[Dataset rows]
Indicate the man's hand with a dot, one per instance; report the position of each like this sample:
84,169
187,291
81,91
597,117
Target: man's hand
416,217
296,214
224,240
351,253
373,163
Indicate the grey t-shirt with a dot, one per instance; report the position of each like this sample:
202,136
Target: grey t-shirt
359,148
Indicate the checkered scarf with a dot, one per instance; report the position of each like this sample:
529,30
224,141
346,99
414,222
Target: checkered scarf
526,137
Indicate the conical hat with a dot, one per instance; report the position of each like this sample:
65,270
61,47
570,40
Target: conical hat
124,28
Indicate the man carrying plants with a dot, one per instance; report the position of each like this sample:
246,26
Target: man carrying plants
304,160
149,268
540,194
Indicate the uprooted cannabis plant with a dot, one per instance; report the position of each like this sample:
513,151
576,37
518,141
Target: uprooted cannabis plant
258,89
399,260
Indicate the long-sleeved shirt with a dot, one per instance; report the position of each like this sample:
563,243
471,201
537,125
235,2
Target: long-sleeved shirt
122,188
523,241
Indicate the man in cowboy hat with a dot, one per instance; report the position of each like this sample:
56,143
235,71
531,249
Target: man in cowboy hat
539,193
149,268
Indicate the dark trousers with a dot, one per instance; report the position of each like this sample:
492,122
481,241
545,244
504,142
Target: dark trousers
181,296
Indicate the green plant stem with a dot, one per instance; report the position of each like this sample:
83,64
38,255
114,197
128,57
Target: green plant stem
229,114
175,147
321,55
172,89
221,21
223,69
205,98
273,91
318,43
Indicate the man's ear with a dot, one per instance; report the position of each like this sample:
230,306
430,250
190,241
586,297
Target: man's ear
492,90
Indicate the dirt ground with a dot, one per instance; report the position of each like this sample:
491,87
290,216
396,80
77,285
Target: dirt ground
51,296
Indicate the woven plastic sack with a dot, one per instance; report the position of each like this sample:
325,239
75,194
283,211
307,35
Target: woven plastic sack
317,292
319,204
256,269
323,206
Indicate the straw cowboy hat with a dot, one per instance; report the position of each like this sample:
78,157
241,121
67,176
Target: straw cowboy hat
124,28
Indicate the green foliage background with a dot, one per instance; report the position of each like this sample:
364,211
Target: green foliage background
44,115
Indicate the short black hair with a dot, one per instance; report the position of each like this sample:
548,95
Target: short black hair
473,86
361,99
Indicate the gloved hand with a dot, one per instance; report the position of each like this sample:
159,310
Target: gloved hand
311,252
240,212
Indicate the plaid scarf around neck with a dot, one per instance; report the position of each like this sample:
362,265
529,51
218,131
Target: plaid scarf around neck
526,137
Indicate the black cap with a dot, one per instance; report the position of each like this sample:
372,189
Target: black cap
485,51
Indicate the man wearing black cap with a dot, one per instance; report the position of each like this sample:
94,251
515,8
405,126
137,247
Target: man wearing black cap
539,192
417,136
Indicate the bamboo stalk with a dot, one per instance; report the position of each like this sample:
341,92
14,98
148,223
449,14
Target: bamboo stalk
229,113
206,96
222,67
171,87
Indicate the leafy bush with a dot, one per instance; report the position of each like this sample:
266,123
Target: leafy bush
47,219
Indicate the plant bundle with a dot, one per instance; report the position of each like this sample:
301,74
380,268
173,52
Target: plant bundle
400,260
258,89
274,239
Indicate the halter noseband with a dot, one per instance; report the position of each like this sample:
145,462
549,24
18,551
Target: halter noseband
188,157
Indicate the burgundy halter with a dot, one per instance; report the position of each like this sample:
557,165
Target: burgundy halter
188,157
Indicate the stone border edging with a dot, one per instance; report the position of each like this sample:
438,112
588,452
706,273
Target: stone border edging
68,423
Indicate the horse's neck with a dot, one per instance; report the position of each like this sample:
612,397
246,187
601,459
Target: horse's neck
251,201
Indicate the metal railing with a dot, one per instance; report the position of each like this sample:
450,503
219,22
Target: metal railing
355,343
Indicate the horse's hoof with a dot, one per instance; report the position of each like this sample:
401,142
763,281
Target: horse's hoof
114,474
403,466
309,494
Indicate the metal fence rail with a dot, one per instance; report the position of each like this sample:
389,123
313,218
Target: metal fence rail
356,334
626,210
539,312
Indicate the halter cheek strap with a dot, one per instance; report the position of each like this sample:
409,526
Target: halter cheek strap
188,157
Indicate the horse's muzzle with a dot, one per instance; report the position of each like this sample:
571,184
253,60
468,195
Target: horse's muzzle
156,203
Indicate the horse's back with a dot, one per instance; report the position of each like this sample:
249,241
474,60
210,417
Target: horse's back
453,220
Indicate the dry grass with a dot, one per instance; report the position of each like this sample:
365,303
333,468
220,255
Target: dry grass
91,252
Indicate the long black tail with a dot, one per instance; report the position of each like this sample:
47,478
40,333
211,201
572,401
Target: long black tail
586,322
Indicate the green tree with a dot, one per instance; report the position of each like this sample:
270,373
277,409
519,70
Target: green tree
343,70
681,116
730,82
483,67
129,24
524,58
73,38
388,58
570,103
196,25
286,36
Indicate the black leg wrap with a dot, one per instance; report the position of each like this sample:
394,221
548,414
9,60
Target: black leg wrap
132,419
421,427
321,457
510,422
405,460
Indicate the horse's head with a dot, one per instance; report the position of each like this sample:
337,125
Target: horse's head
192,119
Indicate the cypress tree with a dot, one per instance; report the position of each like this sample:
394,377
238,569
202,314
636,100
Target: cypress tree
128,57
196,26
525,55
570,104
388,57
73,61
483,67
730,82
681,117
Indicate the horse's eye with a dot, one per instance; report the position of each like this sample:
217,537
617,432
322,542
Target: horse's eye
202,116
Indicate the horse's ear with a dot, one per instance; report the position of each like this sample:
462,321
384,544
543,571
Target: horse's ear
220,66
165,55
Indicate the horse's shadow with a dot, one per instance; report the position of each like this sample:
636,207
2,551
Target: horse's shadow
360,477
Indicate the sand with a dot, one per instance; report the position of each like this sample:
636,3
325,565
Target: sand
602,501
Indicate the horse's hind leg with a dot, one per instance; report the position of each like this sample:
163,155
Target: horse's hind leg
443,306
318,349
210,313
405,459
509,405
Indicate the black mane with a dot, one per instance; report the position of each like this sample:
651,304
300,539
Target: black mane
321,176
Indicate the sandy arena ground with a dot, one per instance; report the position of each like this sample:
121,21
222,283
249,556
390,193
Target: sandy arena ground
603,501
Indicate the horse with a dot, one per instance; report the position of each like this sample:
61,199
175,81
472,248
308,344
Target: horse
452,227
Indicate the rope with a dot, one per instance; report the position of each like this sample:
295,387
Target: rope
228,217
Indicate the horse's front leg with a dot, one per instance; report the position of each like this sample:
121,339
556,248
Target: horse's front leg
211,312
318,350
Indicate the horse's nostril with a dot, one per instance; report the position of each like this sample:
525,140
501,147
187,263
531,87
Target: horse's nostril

◆ **Task description**:
All of the entries above must be quoted exactly.

◆ **Worked solution**:
Indicate the man's hand with a dot, one per instance; report the position of each like this sample:
84,169
187,291
81,91
597,117
Target: man's hand
416,217
296,214
224,240
351,253
373,163
Indicate the grey t-shirt with a dot, one per instance; report the position of each like this sample:
202,136
Target: grey t-shirt
359,148
Indicate the checkered scarf with a dot, one per instance; report the position of each like this sample:
529,30
224,141
346,99
414,222
Target: checkered scarf
526,137
Indicate the conical hat with a dot, one per instance; report the position of each like this sample:
65,270
61,47
570,40
Target: conical hat
124,28
Indicate the man carrying plants with a dot, one per instance; report the position of each like this sample:
246,26
Target: man carrying plants
304,160
149,268
540,194
Indicate the uprooted cannabis plant with a dot, one per instance; report the position of each like this sample:
513,151
576,37
518,141
Target: uprooted cannabis plant
258,89
399,260
Indicate the long-sleeved shirt with a dot, one per instance; report the position of each like this sample:
563,243
471,201
537,125
235,2
Target: long-sleeved shirt
122,188
523,241
Indicate the man in cowboy hat with a dot, one per instance; report the position of each like this sample:
56,143
235,71
531,249
Target: man in cowboy hat
539,193
149,268
Indicate the dark trousers with a dot, one per instance; report the position of each like this sample:
492,122
481,241
545,244
504,142
Target: dark trousers
181,296
Indicate the green plant stem with a dot, one per instance; report the position of each like this sample:
83,64
38,255
114,197
128,57
Target: green plant stem
229,114
175,147
321,55
172,89
221,21
223,69
205,98
273,91
318,43
Indicate the man's ear with a dot, one per instance; report the position of each like this sample:
230,306
430,250
190,241
586,297
Target: man's ear
492,90
Indicate the dirt ground with a dot, one per instance; report the position of each like this sample:
491,87
290,216
396,80
77,285
Target: dirt ground
51,296
Indicate the woven plastic sack with a dot, one per instance; report the position of each like this sample:
325,239
75,194
283,211
307,35
Target: woven plastic sack
317,292
319,204
256,269
323,206
Indicate the straw cowboy hat with a dot, one per instance; report the position of each like this sample:
78,157
241,121
67,176
Target: straw cowboy hat
124,28
Indicate the green foliage background with a dot, one per instance; report the position of each like this sample:
364,211
Target: green foliage background
44,115
Indicate the short black hair with a dot, one per instance; report the position of each like this sample:
548,95
Target: short black hair
473,86
361,99
Indicate the gloved hand with a dot, one per instance; report the position of each like this sample:
159,310
Target: gloved hand
311,252
240,212
Indicate the plaid scarf around neck with a dot, one per instance; report the position of each like this sample:
362,265
529,51
218,131
Target: plaid scarf around neck
526,137
Indicate the black cap with a dot, one per instance; report the position of each like this sample:
372,189
Target: black cap
485,51
Indicate the man wearing black cap with a dot, one per instance; report the position of each like this sample:
94,251
515,8
405,126
137,247
Target: man wearing black cap
539,192
417,136
Indicate the bamboo stalk with a dot, one per instance; report the position of each like this sample:
341,92
14,98
148,223
449,14
Target: bamboo stalk
229,113
206,96
222,67
171,87
Indicate the leafy bush with a dot, one per instance; report the position of each like this sample:
266,123
Target: leafy bush
47,219
Indicate the plant bundle with a dot, one per instance; report the position of each like this sample:
301,74
380,268
173,52
Target: plant bundle
400,260
258,89
274,239
Indicate the halter noseband with a dot, one per instance; report the position of each like this sample:
145,462
549,24
18,551
Target: halter noseband
188,157
Indicate the burgundy halter with a dot, one per instance; report the position of each like this sample:
557,165
Target: burgundy halter
188,157
Indicate the stone border edging with a dot, one per instance; report the position of each like this sample:
438,112
588,452
706,273
Target: stone border edging
68,423
Indicate the horse's neck with a dot, one per instance; report the position of each like this sample:
612,397
246,187
601,459
Target: horse's neck
251,201
Indicate the metal railing with a dot, one per instance; report the position of each like this sample:
450,503
219,22
Target: metal railing
355,343
Indicate the horse's hoof with a dot, one per instance; report the position of each like this sample:
401,142
763,281
Target: horse's hoof
114,474
403,466
309,494
Indicate the metal fence rail with a dot, one per instance; report the position of each like this sample:
389,123
313,218
Target: metal fence rail
356,334
626,210
539,312
Indicate the halter cheek strap with a dot, one per instance; report the position of each like this sample:
409,526
Target: halter cheek strap
188,157
Indicate the horse's muzzle with a dot, one per instance; report the position of each like this sample:
571,184
253,60
468,195
Target: horse's muzzle
156,203
Indicate the horse's back with a dot, one per instance; report the position of each like this sample:
249,241
474,60
210,417
Target: horse's back
453,220
Indicate the dry grass with a dot, one per instance; report the position of each like this sample:
365,303
333,468
220,255
Target: dry grass
91,252
Indicate the long black tail with a dot, one per instance; report the position of each like this sample:
47,478
40,333
211,201
572,401
Target: long black tail
586,322
Indicate the green tree with a dot, one per instance; report the position of each like this sample:
270,373
277,409
519,70
Target: green tree
343,70
681,116
730,82
483,67
129,24
524,58
73,38
388,58
570,103
196,25
286,36
Indicate the black leg wrap with a dot, one per instance; report the position of each like this sample:
394,221
548,414
9,60
Target: black leg wrap
132,419
421,427
321,457
510,422
405,460
Indicate the horse's head with a dot, one per instance; report the position of each like this sample:
337,125
Target: horse's head
192,119
Indicate the cypress tree with a dot, one per instance; report the position of each like this sample:
394,377
238,569
202,314
636,100
Target: cypress tree
128,57
196,26
525,55
570,104
388,57
73,61
483,67
730,82
681,117
Indicate the horse's eye with a dot, one per instance; report the position of each like this sample:
217,537
617,432
322,542
Target: horse's eye
202,116
Indicate the horse's ear with a dot, one per instance; report the position of each like this sample:
462,321
384,544
543,571
Target: horse's ear
220,66
165,55
Indicate the horse's shadow with a dot, one per instance; report the position of each like this sample:
636,207
2,551
Target: horse's shadow
360,477
Indicate the sand with a dot, one per instance; report the position of each like this sample:
636,3
325,565
Target: sand
602,501
Indicate the horse's hind leg with a dot, one per instance; report the position of each like this sample:
163,155
Target: horse's hind leg
443,306
318,349
210,313
405,459
509,405
Indicate the black mane with a dot, one per instance; report the position of each like this sample:
651,304
300,539
Target: black mane
321,176
Indicate the sandy arena ground with a dot, one per instance; report the position of each like this sample:
121,21
222,283
249,556
390,193
Target: sandy arena ground
603,501
Indicate the horse with a dot, one per instance; report the position of each like this sample:
61,199
175,81
472,248
308,344
Target: horse
452,227
Indicate the rope with a dot, one per instance; report the position of each like this sample:
295,387
Target: rope
228,217
Indicate the horse's front leg with a dot, one per instance; report the position of each like this sample:
121,339
556,248
Target: horse's front leg
211,312
318,350
Indicate the horse's nostril with a dot, one per instance; report the position of each like this sample:
525,140
501,147
187,263
531,87
Target: horse's nostril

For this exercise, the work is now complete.